WHAT IS BEING ASKED
An exact copy of every entry below is needed.

SOURCE INFORMATION
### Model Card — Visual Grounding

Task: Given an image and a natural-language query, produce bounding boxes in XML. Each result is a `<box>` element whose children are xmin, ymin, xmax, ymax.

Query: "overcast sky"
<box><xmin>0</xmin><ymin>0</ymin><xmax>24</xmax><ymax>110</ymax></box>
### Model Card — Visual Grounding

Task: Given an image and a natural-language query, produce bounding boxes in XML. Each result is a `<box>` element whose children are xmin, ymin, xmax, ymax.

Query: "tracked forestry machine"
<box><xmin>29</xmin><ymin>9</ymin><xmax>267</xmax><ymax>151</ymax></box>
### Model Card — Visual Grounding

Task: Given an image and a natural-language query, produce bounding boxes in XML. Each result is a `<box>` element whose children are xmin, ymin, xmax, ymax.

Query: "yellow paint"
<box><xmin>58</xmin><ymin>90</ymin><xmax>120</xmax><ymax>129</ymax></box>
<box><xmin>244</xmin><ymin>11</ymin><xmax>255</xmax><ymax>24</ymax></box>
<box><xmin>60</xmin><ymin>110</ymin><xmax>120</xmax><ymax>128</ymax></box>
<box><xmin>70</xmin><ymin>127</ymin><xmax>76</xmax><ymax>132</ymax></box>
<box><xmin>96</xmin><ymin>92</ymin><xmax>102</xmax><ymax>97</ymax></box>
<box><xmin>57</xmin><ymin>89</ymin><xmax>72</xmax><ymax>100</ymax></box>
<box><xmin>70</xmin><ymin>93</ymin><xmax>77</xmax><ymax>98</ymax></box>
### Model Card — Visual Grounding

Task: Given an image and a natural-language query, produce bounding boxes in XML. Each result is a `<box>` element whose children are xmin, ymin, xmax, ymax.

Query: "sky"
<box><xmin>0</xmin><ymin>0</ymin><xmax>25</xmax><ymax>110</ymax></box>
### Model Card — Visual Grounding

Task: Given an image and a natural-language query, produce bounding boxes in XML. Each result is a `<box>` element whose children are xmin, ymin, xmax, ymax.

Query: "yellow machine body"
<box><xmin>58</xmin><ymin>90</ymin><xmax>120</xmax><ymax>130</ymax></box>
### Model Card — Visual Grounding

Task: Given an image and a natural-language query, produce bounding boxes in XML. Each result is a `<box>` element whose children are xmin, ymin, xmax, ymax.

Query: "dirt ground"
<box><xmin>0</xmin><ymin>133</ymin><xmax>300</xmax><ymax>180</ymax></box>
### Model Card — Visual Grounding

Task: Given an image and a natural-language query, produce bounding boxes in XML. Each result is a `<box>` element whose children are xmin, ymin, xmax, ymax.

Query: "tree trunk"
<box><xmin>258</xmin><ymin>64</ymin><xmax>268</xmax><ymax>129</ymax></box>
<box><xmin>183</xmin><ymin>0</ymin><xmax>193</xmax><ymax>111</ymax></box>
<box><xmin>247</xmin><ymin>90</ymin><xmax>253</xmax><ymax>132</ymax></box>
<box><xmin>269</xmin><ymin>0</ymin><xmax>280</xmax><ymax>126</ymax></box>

ANSWER TO THE PROBLEM
### Model Card — Visual Grounding

Task: Given an image and a natural-language query, produce bounding boxes in XML. Each result is a `<box>` element whose children are xmin, ymin, xmax, ymax.

Query: "overcast sky"
<box><xmin>0</xmin><ymin>0</ymin><xmax>24</xmax><ymax>110</ymax></box>
### Model Card — Visual Grounding

Task: Given an image and a natural-language query, produce bounding boxes in XML. Each result is a `<box>` element whose children are xmin, ymin, xmax, ymax.

Query: "tracked forestry machine"
<box><xmin>29</xmin><ymin>9</ymin><xmax>267</xmax><ymax>151</ymax></box>
### Model Card — Visual Grounding

Task: Given an image and a natural-language query, produce bounding boxes in XML. Each result is a `<box>` element whose children are xmin, ymin, xmax, ymax.

Query: "yellow paint"
<box><xmin>58</xmin><ymin>90</ymin><xmax>120</xmax><ymax>129</ymax></box>
<box><xmin>244</xmin><ymin>11</ymin><xmax>255</xmax><ymax>24</ymax></box>
<box><xmin>60</xmin><ymin>110</ymin><xmax>120</xmax><ymax>128</ymax></box>
<box><xmin>70</xmin><ymin>127</ymin><xmax>76</xmax><ymax>132</ymax></box>
<box><xmin>96</xmin><ymin>92</ymin><xmax>102</xmax><ymax>97</ymax></box>
<box><xmin>57</xmin><ymin>89</ymin><xmax>72</xmax><ymax>100</ymax></box>
<box><xmin>70</xmin><ymin>93</ymin><xmax>77</xmax><ymax>98</ymax></box>
### Model Card — Visual Grounding

Task: Given an image and a natural-language query, produce bounding boxes in XML. Each result is a `<box>` element whose children are xmin, ymin, xmax, ymax.

Query: "sky"
<box><xmin>0</xmin><ymin>0</ymin><xmax>25</xmax><ymax>110</ymax></box>
### Model Card — Visual Grounding

Task: Given an image and a natural-language query, produce bounding boxes in XML. Each result is a `<box>` element whose children are xmin, ymin, xmax, ymax.

Query: "yellow machine body"
<box><xmin>58</xmin><ymin>90</ymin><xmax>120</xmax><ymax>130</ymax></box>
### Model Card — Visual Grounding

Task: Given an image and a natural-language query, produce bounding boxes in XML. Each result is a `<box>` element whose children are xmin, ymin, xmax, ymax.

Query: "dirt ground"
<box><xmin>0</xmin><ymin>133</ymin><xmax>300</xmax><ymax>180</ymax></box>
### Model Card — Visual Grounding

Task: Given an image and a natural-language query, produce bounding boxes in XML. Each result is a `<box>` element whose children are xmin, ymin, xmax, ymax.

Query: "tree trunk"
<box><xmin>258</xmin><ymin>64</ymin><xmax>268</xmax><ymax>129</ymax></box>
<box><xmin>183</xmin><ymin>0</ymin><xmax>193</xmax><ymax>111</ymax></box>
<box><xmin>247</xmin><ymin>90</ymin><xmax>253</xmax><ymax>132</ymax></box>
<box><xmin>269</xmin><ymin>0</ymin><xmax>280</xmax><ymax>126</ymax></box>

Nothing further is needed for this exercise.